## Begin Data entries
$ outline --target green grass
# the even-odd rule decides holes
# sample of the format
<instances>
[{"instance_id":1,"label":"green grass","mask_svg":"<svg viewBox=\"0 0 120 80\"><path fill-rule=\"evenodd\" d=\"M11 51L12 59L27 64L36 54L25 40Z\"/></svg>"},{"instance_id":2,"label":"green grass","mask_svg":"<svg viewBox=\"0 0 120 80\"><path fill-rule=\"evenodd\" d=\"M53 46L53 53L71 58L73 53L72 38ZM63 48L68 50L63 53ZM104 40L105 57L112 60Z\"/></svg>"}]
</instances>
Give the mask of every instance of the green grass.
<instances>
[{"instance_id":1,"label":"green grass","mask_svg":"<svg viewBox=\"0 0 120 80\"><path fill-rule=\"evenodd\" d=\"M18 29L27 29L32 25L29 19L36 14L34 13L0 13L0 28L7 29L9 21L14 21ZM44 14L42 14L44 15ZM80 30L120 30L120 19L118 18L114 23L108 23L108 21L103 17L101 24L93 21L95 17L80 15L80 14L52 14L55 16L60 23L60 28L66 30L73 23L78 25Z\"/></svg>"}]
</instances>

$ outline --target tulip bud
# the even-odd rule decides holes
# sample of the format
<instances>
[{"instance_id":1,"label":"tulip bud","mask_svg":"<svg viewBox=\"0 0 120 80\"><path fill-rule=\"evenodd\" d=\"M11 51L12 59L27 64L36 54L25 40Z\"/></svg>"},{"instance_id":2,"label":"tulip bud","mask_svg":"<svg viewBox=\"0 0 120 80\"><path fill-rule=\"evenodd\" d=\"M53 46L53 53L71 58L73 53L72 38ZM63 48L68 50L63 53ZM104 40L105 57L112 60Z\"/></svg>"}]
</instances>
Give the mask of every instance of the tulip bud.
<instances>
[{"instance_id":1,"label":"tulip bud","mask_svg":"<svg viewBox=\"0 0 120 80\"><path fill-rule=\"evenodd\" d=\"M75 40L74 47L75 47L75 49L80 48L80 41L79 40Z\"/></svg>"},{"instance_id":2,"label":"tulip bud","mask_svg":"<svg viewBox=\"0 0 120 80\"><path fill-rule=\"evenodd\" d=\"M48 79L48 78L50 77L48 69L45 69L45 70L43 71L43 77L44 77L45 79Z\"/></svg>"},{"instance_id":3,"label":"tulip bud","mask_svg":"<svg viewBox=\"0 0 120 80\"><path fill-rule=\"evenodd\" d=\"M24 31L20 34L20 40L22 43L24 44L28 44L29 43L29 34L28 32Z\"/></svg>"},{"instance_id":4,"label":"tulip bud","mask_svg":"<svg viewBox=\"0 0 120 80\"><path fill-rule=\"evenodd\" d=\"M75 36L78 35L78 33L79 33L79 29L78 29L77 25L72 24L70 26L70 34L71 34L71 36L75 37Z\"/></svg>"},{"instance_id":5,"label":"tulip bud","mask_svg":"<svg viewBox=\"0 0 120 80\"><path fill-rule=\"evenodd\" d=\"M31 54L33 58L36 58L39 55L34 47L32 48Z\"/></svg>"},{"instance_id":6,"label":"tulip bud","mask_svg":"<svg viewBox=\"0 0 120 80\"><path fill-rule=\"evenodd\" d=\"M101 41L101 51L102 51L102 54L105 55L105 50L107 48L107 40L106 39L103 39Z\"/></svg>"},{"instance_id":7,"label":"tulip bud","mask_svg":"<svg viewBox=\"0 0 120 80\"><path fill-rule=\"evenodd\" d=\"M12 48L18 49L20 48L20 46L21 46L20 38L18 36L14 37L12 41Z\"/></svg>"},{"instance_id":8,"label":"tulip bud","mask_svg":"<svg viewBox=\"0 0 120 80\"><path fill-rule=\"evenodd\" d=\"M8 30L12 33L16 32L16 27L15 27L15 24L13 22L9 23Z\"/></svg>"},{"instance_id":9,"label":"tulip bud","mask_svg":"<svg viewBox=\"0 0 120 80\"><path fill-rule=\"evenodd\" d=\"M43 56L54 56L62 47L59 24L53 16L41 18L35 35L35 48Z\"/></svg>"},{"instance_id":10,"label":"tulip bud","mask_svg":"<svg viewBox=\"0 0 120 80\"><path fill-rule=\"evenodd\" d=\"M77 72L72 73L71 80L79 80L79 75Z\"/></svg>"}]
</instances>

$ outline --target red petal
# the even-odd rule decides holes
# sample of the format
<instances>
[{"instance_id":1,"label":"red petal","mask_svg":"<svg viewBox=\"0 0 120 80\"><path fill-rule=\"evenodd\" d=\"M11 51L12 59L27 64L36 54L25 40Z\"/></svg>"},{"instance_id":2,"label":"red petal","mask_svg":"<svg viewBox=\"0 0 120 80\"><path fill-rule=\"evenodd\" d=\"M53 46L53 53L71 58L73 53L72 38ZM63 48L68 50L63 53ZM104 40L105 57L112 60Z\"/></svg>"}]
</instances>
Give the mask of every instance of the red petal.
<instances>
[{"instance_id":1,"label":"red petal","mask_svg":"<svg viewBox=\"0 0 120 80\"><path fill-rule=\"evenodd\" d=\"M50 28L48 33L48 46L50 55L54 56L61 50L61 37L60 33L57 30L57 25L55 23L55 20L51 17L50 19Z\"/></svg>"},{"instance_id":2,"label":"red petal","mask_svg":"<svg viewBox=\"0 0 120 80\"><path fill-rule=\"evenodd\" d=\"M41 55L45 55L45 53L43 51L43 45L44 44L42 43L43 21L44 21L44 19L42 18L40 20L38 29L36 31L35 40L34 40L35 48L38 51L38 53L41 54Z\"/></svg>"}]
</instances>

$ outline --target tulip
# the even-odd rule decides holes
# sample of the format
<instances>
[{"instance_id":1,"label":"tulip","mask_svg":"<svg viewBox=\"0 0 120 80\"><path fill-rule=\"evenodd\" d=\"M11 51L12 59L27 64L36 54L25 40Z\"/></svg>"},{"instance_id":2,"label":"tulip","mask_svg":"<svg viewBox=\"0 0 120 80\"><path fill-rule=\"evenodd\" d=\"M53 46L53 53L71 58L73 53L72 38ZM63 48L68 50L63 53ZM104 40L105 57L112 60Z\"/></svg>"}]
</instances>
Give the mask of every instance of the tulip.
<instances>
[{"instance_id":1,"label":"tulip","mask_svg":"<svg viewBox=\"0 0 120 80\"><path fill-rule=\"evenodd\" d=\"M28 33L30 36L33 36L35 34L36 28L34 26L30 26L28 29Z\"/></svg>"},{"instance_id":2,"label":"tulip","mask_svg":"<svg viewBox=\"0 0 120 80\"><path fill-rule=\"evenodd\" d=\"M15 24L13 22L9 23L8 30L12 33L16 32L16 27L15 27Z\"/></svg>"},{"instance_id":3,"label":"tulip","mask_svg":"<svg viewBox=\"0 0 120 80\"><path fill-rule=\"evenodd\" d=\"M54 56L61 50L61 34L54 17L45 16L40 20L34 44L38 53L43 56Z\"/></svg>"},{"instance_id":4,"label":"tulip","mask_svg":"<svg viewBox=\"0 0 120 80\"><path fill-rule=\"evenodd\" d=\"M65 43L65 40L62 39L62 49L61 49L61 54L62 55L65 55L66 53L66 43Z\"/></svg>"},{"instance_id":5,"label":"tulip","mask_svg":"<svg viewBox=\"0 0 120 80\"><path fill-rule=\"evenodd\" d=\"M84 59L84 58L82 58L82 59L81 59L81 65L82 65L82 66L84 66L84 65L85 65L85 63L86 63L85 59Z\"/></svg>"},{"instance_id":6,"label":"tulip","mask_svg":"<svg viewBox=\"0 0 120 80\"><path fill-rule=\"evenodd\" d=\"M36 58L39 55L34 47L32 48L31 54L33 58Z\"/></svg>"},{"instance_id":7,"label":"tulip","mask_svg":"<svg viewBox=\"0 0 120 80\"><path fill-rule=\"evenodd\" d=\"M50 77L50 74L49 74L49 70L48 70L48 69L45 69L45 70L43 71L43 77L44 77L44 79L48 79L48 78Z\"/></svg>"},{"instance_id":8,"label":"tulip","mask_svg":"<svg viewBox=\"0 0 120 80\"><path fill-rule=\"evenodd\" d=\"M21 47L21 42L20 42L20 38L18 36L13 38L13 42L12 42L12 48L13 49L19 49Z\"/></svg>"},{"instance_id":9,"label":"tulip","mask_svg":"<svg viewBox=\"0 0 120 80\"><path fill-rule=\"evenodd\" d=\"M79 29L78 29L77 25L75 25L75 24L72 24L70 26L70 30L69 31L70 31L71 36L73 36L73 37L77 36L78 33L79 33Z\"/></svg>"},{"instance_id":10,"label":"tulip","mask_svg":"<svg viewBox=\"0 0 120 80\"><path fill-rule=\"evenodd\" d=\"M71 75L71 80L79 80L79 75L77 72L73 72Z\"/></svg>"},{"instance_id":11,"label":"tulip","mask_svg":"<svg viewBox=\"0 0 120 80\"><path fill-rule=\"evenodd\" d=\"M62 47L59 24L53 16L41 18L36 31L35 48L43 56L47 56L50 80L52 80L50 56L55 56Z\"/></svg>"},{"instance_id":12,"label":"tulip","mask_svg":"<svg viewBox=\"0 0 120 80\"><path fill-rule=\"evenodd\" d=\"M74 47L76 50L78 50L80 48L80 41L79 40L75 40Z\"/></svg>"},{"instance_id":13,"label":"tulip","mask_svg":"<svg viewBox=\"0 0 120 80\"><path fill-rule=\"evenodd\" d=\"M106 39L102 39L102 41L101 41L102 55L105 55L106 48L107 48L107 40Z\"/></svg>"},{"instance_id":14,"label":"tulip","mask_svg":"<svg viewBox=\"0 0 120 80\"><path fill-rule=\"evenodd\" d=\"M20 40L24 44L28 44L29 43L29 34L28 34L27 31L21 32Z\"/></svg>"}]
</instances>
## End Data entries
What the exercise asks
Show each line of the items above that contains the word "green". Case counts.

Full solution
$ outline --target green grass
[{"instance_id":1,"label":"green grass","mask_svg":"<svg viewBox=\"0 0 120 80\"><path fill-rule=\"evenodd\" d=\"M11 51L12 59L27 64L36 54L25 40Z\"/></svg>"},{"instance_id":2,"label":"green grass","mask_svg":"<svg viewBox=\"0 0 120 80\"><path fill-rule=\"evenodd\" d=\"M53 46L53 53L71 58L73 53L72 38ZM63 48L68 50L63 53ZM104 40L105 57L112 60Z\"/></svg>"}]
Give the mask of every instance of the green grass.
[{"instance_id":1,"label":"green grass","mask_svg":"<svg viewBox=\"0 0 120 80\"><path fill-rule=\"evenodd\" d=\"M18 29L27 29L32 25L29 19L36 14L34 13L0 13L0 28L7 29L9 21L14 21ZM44 14L42 14L44 15ZM80 30L120 30L120 19L118 18L114 23L108 23L108 21L103 17L101 24L93 21L95 17L80 15L80 14L52 14L55 16L60 23L60 28L66 30L73 23L78 25Z\"/></svg>"}]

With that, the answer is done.